DESCRIPTION OF THE TASK: Reproduce each of the following lines word for word, changing nothing.
━━━━
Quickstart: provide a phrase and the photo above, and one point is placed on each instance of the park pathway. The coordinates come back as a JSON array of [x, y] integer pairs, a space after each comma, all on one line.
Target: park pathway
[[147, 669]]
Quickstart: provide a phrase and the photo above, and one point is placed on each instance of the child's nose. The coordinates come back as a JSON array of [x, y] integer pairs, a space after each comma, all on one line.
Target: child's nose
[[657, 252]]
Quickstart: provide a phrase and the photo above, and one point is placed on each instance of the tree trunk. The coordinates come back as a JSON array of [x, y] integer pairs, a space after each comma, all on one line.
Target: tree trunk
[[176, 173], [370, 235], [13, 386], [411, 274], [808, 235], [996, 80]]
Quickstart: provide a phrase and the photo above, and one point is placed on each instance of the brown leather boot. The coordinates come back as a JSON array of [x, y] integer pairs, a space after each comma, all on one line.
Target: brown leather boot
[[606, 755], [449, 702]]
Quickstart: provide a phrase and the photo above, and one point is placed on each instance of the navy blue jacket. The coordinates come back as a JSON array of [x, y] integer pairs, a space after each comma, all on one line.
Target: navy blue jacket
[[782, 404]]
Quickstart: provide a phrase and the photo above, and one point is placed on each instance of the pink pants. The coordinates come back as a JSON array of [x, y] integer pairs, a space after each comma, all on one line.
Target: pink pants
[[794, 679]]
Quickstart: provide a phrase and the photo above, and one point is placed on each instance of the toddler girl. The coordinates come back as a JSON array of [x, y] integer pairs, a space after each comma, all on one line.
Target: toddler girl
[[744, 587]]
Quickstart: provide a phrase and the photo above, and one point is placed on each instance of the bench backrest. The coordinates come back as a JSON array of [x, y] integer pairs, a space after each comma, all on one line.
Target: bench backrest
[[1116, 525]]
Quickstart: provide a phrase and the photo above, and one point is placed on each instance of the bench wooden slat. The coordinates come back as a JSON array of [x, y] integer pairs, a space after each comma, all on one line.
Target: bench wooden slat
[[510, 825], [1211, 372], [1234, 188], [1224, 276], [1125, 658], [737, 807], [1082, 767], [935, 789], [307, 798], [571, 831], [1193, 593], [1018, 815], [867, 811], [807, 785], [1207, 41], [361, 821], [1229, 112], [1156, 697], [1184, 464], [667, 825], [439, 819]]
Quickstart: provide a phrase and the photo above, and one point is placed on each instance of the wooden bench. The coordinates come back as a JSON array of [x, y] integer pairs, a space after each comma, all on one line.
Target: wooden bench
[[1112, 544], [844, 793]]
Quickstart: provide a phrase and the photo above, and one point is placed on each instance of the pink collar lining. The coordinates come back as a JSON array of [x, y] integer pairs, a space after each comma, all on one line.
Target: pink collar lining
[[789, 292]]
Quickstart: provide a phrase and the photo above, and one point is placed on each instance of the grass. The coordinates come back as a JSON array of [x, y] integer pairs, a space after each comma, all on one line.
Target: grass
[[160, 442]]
━━━━
TASK OUTPUT:
Quickstart: provide a phrase and the photo above, and one point is placed on each instance of the park pathway. The coordinates come back as a JSON array of [x, y] integer pairs, a space after each comma, all on one line.
Target: park pathway
[[147, 669]]
Quickstart: provide a phrase and the photo above, and one point is placed on each instance of the child's nose. The coordinates come back as a JSON array of [x, y] integer pairs, a space after each comma, all on one line.
Target: child's nose
[[657, 252]]
Quickstart: provide a phrase and the photo above, and one point is placed on each instance of the tree trunk. The coordinates come back as a JSON array of [x, y] integer pairs, a space after each comma, all on one line.
Target: tree trunk
[[176, 173], [370, 235], [13, 386], [411, 274], [808, 235], [996, 80]]
Quickstart: provide a phrase and the photo above, and one point is placed on each instance of the brown leather boot. The coordinates come back as a JSON array of [x, y] integer pairs, a space after each comma, all on one line.
Target: brown leather boot
[[606, 755], [449, 702]]
Quickstart: provide a phrase and the photo above, and one point is placed on each instance of the navy blue jacket. The coordinates come back as a JSON array of [x, y] integer pairs, a space after each comma, all on one line.
Target: navy blue jacket
[[782, 404]]
Quickstart: provide a phrase and the photo above, and one point is placed on each instance of the pink pants. The coordinates come back as a JSON array of [x, y] integer pairs, a space after each comma, all on one line.
Target: pink pants
[[794, 679]]
Quickstart: provide a phrase and the photo above, and one point is placed on each instance of the toddler girl. The coordinates come back as a JSON array of [x, y] integer pairs, a space after each comma, all on one line.
Target: toddler girl
[[744, 587]]
Quickstart: provide a phrase and the photo above, and one point is placed on each instance of the bench backrest. The coordinates come back as a JSON array of [x, y] integer pairs, a space after each comma, all on one line.
Target: bench backrest
[[1116, 525]]
Quickstart: provide a phrase and the photo above, and one point is placed on each instance of the bench wooden slat. The coordinates come back as a JSON array of [x, y] integer pairs, a space after each comma, all on one line.
Target: bench wooden slat
[[510, 825], [1211, 372], [1234, 188], [1224, 276], [1125, 658], [737, 807], [1082, 767], [935, 789], [307, 798], [571, 831], [1193, 593], [1018, 815], [867, 811], [807, 785], [1207, 41], [361, 821], [1229, 112], [1156, 697], [1184, 464], [667, 825], [439, 819]]
Quickstart: provide a phrase and the photo above, and one point is placed on each instance of the wooden bench. The coordinates come back as a JSON array of [x, y] integer pairs, a space after each comma, all on one line.
Target: wooden bench
[[1112, 544], [844, 793]]
Quickstart: provide a phrase and the photo above, and one point is placed on each instance of the pink collar lining. The coordinates come back as a JSON array of [x, y] integer pairs, a space after each comma, all on one line.
Target: pink collar lining
[[789, 292]]
Quickstart: provide a phrase and the photo above, and one point is placed on each instance of the grass. The coordinates come back as a JSON array of [x, y] integer pairs, a space after each comma, all on one line.
Target: grass
[[160, 442]]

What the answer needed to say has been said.